**PODANY TEKST:**

==*==

Pozwana zarzuciła naruszenie między innymi art. 233 k.p.c., zgodnie z którym sąd ocenia wiarygodność i moc dowodów według własnego przekonania, na podstawie wszechstronnego rozważenia zebranego materiału.

Zasada swobodnej oceny dowodów jest jedną z podstawowych reguł procesu cywilnego. Odnosi się ona zarówno do wyboru określonych środków dowodowych, jak i do sposobu ich przeprowadzenia. Ramy swobodnej oceny dowodów określone w art. 233 § 1 k.p.c. wyznaczone są wymaganiami prawa procesowego, doświadczenia życiowego oraz regułami logicznego myślenia, według których sąd w sposób bezstronny, racjonalny i wszechstronny rozważa materiał dowodowy jako całość, dokonuje wyboru określonych środków dowodowych i ważąc ich moc oraz wiarygodność, odnosi je do pozostałego materiału dowodowego. Sąd ocenia wiarygodność i moc dowodów według swego przekonania na podstawie rozważenia zebranego materiału. Dając lub odmawiając wiary zeznaniom dowodowym kieruje się wyłącznie własnym przekonaniem (wyroki Sądu Najwyższego: z dnia 10 czerwca 1999 roku, w sprawie II UKN 685/98, opublikowany w OSNP z 2000roku, Nr 17, poz. 655; z dnia 29 września 2000 roku, w sprawie V CKN 94/00, opublikowany w LEX 52589; z dnia 14 grudnia 2001 roku, w sprawie V CKN 561/00, opublikowany w LEX 52713).

==*==

**ZADANIE A:**
We wpisach poniżej odtwórz dokładnie wiersze od tego z "front door. Report pixel corners as JSON arrays." do tego z "[[39, 24, 71, 68]]", łącznie z obydwoma.

**FRAGMENTY DANYCH:**

==*==

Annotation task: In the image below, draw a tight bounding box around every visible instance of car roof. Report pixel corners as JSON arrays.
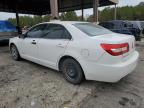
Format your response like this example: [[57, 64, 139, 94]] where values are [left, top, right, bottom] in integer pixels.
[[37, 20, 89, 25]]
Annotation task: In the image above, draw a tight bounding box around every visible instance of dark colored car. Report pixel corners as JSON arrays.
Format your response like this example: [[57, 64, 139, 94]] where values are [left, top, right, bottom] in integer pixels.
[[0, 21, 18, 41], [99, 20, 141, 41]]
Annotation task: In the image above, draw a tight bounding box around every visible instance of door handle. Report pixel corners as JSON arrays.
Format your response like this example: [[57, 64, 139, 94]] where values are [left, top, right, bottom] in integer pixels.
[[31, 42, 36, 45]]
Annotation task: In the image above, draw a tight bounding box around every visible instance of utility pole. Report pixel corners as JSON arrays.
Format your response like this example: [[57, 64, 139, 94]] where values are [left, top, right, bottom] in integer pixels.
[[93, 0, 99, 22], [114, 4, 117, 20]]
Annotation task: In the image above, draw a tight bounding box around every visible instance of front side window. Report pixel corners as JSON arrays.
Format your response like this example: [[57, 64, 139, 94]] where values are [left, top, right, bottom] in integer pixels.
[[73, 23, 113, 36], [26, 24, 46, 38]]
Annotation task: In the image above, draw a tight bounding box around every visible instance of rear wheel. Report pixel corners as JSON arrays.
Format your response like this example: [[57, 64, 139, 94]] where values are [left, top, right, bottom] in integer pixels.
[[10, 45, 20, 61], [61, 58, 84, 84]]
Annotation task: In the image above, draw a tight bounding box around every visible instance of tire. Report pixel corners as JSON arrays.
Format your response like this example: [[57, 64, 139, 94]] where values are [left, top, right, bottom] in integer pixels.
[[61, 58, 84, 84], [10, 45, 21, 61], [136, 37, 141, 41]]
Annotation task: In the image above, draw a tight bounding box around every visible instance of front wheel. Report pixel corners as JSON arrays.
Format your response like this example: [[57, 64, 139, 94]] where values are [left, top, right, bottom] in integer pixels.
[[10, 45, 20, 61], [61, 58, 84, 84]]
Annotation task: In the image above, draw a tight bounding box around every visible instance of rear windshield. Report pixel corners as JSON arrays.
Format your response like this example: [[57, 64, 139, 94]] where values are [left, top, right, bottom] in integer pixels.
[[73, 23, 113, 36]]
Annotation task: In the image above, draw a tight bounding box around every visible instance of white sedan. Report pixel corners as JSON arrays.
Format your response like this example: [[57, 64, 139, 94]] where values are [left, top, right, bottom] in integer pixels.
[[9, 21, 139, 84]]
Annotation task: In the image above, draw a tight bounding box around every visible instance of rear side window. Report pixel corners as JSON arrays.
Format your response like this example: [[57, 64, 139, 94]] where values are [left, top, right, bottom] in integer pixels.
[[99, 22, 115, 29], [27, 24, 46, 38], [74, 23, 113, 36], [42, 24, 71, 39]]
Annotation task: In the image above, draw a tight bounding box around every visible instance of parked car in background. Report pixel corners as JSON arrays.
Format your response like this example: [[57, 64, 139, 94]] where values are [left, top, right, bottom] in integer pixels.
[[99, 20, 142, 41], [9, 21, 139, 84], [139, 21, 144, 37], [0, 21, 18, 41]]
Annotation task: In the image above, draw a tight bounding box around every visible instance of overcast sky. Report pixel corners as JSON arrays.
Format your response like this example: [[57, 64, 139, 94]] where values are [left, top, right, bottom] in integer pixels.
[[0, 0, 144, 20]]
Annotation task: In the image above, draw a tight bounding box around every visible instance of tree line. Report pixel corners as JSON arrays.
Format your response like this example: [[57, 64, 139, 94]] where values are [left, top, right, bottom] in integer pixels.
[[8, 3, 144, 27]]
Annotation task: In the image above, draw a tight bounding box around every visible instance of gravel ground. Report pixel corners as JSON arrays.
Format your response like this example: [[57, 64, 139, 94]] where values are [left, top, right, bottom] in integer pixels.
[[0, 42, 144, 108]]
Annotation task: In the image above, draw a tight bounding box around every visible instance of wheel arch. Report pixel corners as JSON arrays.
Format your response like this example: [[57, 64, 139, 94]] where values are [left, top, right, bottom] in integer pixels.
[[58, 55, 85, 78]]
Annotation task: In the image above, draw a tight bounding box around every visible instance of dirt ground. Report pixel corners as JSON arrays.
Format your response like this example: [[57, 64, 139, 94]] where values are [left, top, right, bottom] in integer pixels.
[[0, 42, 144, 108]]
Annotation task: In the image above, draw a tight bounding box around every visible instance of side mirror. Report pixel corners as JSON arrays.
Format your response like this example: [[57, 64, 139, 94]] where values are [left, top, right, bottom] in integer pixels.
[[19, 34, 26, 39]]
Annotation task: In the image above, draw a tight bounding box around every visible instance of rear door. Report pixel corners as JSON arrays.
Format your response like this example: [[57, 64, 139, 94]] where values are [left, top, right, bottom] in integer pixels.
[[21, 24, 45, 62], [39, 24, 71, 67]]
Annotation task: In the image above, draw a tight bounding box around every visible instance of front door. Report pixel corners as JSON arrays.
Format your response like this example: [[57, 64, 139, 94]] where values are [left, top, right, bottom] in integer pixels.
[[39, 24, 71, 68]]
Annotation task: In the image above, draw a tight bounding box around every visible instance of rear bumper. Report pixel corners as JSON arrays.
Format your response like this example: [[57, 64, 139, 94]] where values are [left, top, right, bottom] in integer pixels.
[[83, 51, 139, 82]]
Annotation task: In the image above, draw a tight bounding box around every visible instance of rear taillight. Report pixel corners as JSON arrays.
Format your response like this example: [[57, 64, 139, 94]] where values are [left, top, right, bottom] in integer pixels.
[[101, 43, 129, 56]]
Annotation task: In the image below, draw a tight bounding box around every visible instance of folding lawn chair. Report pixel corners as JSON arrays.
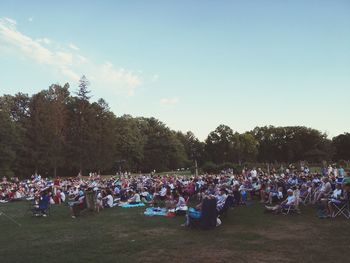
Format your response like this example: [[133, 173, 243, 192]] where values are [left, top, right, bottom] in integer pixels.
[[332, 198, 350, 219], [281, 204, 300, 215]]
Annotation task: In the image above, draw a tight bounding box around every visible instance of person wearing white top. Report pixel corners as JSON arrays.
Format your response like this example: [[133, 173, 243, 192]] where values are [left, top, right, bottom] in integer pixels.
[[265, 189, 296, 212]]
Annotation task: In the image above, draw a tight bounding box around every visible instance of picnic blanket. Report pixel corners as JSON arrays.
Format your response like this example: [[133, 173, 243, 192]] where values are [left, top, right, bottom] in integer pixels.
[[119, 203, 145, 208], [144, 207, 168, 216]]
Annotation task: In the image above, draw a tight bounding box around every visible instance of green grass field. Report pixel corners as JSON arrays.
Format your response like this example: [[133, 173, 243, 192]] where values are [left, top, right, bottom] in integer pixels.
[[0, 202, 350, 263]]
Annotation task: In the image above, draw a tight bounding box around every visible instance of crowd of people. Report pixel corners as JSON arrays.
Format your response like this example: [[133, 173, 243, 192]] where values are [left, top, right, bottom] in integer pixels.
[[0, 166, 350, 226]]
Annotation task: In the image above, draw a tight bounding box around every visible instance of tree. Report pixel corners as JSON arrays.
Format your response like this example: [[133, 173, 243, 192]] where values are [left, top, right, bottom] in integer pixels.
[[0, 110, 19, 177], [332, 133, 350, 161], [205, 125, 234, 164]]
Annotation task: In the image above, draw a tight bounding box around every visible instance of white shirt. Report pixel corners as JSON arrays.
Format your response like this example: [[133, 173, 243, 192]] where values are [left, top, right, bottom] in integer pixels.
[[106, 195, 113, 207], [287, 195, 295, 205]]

==*==

**ZADANIE B:**
Przepisz bez żadnych zmian cały tekst o swobodnej ocenie dowodów.

**ROZWIĄZANIE A:**
Annotation task: In the image above, draw a tight bounding box around every visible instance of front door. Report pixel corners as JSON arrays.
Format your response like this example: [[57, 64, 139, 94]] where values are [left, top, right, bottom] in integer pixels.
[[39, 24, 71, 68]]

**ROZWIĄZANIE B:**
Pozwana zarzuciła naruszenie między innymi art. 233 k.p.c., zgodnie z którym sąd ocenia wiarygodność i moc dowodów według własnego przekonania, na podstawie wszechstronnego rozważenia zebranego materiału.

Zasada swobodnej oceny dowodów jest jedną z podstawowych reguł procesu cywilnego. Odnosi się ona zarówno do wyboru określonych środków dowodowych, jak i do sposobu ich przeprowadzenia. Ramy swobodnej oceny dowodów określone w art. 233 § 1 k.p.c. wyznaczone są wymaganiami prawa procesowego, doświadczenia życiowego oraz regułami logicznego myślenia, według których sąd w sposób bezstronny, racjonalny i wszechstronny rozważa materiał dowodowy jako całość, dokonuje wyboru określonych środków dowodowych i ważąc ich moc oraz wiarygodność, odnosi je do pozostałego materiału dowodowego. Sąd ocenia wiarygodność i moc dowodów według swego przekonania na podstawie rozważenia zebranego materiału. Dając lub odmawiając wiary zeznaniom dowodowym kieruje się wyłącznie własnym przekonaniem (wyroki Sądu Najwyższego: z dnia 10 czerwca 1999 roku, w sprawie II UKN 685/98, opublikowany w OSNP z 2000roku, Nr 17, poz. 655; z dnia 29 września 2000 roku, w sprawie V CKN 94/00, opublikowany w LEX 52589; z dnia 14 grudnia 2001 roku, w sprawie V CKN 561/00, opublikowany w LEX 52713).